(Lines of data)
>> START

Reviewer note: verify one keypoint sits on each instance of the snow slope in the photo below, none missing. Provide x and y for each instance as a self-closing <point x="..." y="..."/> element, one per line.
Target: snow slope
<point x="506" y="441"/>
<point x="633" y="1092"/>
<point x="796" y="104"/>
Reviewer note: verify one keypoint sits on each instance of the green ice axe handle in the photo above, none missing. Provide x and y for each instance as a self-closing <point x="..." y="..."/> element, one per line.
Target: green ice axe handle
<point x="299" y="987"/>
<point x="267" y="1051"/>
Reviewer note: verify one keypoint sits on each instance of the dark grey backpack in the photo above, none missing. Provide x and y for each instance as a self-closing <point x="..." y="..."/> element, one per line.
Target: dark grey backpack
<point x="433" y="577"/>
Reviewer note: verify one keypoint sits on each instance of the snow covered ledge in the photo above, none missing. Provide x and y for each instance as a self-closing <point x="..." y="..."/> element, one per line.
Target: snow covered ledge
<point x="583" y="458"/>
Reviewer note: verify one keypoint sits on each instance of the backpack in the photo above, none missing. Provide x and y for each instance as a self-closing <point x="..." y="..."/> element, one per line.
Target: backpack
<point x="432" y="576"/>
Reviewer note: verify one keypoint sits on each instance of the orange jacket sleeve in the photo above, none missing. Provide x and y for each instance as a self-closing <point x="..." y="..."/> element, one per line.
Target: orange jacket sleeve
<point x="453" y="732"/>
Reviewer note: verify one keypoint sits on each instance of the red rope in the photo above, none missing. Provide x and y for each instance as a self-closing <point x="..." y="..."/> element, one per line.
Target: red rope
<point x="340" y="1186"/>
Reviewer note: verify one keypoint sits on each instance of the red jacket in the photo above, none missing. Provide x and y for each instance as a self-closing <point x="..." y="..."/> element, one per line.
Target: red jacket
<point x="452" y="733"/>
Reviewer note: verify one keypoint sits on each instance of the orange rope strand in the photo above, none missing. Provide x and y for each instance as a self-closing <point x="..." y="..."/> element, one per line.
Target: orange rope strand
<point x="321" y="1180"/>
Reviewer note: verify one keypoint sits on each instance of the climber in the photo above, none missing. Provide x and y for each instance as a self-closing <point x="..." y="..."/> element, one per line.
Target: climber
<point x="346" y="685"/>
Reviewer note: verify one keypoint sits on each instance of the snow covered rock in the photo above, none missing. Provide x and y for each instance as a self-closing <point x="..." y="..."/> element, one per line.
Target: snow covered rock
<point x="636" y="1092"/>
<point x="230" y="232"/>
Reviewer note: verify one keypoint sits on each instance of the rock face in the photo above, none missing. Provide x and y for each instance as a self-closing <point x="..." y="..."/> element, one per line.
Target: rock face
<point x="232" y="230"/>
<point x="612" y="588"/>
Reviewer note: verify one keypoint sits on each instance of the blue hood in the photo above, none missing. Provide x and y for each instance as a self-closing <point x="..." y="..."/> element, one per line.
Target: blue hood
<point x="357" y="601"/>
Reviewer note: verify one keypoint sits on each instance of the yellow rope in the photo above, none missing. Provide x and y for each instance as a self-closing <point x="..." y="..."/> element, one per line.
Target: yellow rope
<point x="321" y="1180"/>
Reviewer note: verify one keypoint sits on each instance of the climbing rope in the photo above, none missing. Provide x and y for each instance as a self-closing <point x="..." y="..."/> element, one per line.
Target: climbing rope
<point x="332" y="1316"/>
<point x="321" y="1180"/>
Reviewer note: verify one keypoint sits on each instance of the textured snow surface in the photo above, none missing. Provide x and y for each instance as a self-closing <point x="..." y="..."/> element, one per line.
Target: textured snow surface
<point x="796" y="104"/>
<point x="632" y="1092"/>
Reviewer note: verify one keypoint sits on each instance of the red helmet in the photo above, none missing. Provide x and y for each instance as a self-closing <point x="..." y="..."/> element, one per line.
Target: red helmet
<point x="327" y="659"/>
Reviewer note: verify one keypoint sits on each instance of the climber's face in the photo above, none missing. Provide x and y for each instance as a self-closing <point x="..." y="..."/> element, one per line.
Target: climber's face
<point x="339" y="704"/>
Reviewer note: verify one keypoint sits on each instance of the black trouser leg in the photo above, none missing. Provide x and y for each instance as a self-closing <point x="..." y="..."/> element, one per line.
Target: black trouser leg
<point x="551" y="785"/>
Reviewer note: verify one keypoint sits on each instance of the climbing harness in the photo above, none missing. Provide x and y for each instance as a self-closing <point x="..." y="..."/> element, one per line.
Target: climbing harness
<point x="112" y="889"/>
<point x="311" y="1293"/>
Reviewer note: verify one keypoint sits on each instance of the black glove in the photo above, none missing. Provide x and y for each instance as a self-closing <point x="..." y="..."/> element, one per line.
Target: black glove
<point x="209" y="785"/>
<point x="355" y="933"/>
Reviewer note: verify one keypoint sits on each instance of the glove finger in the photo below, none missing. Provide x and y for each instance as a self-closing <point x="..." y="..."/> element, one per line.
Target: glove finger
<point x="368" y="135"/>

>> END

▶ **What to do**: Please output the complete data exactly.

▶ **Full answer**:
Reviewer note: verify one keypoint sits on each instance of the snow slope in the photo below, none missing. Provide x and y for each instance as a self-closing <point x="..." y="..."/> element, one per line.
Target: snow slope
<point x="506" y="441"/>
<point x="633" y="1092"/>
<point x="796" y="104"/>
Reviewer note: verify one keypoint sits on each instance of the green ice axe handle in the photo above, none missing. Provide x and y for each instance as a self-closing <point x="..." y="..."/> element, one per line.
Target: green ice axe handle
<point x="299" y="987"/>
<point x="267" y="1051"/>
Reviewer note: verify one keypoint sits on each instance of the dark grey backpack in the photo above, none missing. Provide x and y for each instance as a self-closing <point x="..." y="..."/> element, one per line.
Target: dark grey backpack
<point x="433" y="577"/>
Reviewer note: verify one keypoint sits on each instance of the snow covered ledge in the photo above, none missing. Provide x and y for each instance as a self-closing <point x="..." y="..."/> element, one per line.
Target: snow covered ledge
<point x="583" y="458"/>
Reviewer note: verify one keypoint sits on each instance of the backpack in the photo above, none missing. Provide x and y for each instance as a self-closing <point x="..." y="..."/> element, one per line.
Target: backpack
<point x="432" y="576"/>
Reviewer note: verify one keypoint sits on each instance of the orange jacket sleeve in the photo above, none missing. Provide x and y for each instance as a self-closing <point x="..." y="..."/> element, one per line.
Target: orange jacket sleeve
<point x="453" y="732"/>
Reviewer note: verify one keypoint sits on each instance of the red rope in the photo above, none missing. Provide x and y for each instance as a self-closing <point x="..." y="..."/> element, one per line.
Target: red rope
<point x="340" y="1186"/>
Reviewer note: verify one keypoint sits on each instance of the red jacket in the photo above, none missing. Provide x and y for each instance as a self-closing <point x="..." y="..."/> element, one per line.
Target: red jacket
<point x="452" y="733"/>
Reviewer note: verify one keypoint sits on each instance of the orange rope strand in the photo above, none missing. Provide x and y for each instance as a self-closing <point x="..." y="..."/> element, one per line.
Target: orange rope strand
<point x="321" y="1180"/>
Reviewer note: verify one keypoint sits on each instance of the climber in the photo above, none missing. Provide x and y for each instance as a self-closing <point x="..." y="..."/> element, one per line.
Target: climber
<point x="346" y="685"/>
Reviewer note: verify one keypoint sits on each instance of the snow covered rock in the photo above, none missing. Provide x and y for each instance as a self-closing <point x="..." y="..."/> element, one per line.
Target: snow covered rock
<point x="636" y="1092"/>
<point x="230" y="232"/>
Reviewer note: verify one keypoint sits on each instance of the rock face in the photo above, none missing. Provide x and y for each instance as a self-closing <point x="..." y="..."/> element, one per line.
Target: rock face
<point x="232" y="230"/>
<point x="612" y="588"/>
Reviewer note: verify one keypoint sits on each instance of the blue hood in the photo above, none missing. Provide x and y for each instance as a self-closing <point x="..." y="..."/> element, one per line.
Target: blue hood
<point x="357" y="601"/>
Reviewer note: verify one keypoint sits on each instance of the yellow rope in the photo above, none missing. Provide x and y for each instance as a self-closing <point x="..." y="..."/> element, one per line.
Target: yellow rope
<point x="321" y="1180"/>
Reviewer note: verify one keypoint sits on each instance of the climbing rope in the photo above, none missing. Provide x and y for each instance as a self-closing <point x="..." y="..."/> element, one per line.
Target: climbing rope
<point x="332" y="1316"/>
<point x="321" y="1180"/>
Reviewer note: verify one keypoint sits on each instance of the textured snow surface in the photo above, none missing. Provide x and y for each instance as a self-closing <point x="..." y="..."/> element, one per line.
Target: textured snow surface
<point x="796" y="104"/>
<point x="632" y="1092"/>
Reviewer note: verify one keypoint sits on each instance of the red helmet in the photo above, none missing. Provide x and y for each instance as a self-closing <point x="..." y="..."/> element, one per line.
Target: red helmet
<point x="327" y="659"/>
Reviewer note: verify one keypoint sits on each instance of the climber's face in the photo above, none missing. Provide x and y for each instance as a self-closing <point x="..." y="..."/> element, one per line.
Target: climber's face
<point x="339" y="704"/>
Reviewer note: verify one keypoint sits on each instance of the black trouser leg in the photo above, none missing. Provide x and y for each instance as a self-closing <point x="..." y="..."/> element, one per line.
Target: black trouser leg
<point x="551" y="785"/>
Reviewer note: verify one keypoint sits on each instance of the climbing harness in the photo above, none missing. Provide x and y for each instance as a self-closing <point x="..." y="..."/> element, one per line.
Target: climbing harness
<point x="112" y="889"/>
<point x="311" y="1293"/>
Reviewer note: verify one keypoint sits on each instance of the black glove in the photo above, none missing. Provide x and y for each instance as a self-closing <point x="..." y="..."/> element, one per line.
Target: black glove
<point x="209" y="785"/>
<point x="355" y="933"/>
Reviewer note: verify one keypoint sits on each instance of the glove finger in the photo below, none missing. Provide x and y for each instance as a self-closing <point x="..." y="..."/> element, one per line.
Target: glove finger
<point x="368" y="135"/>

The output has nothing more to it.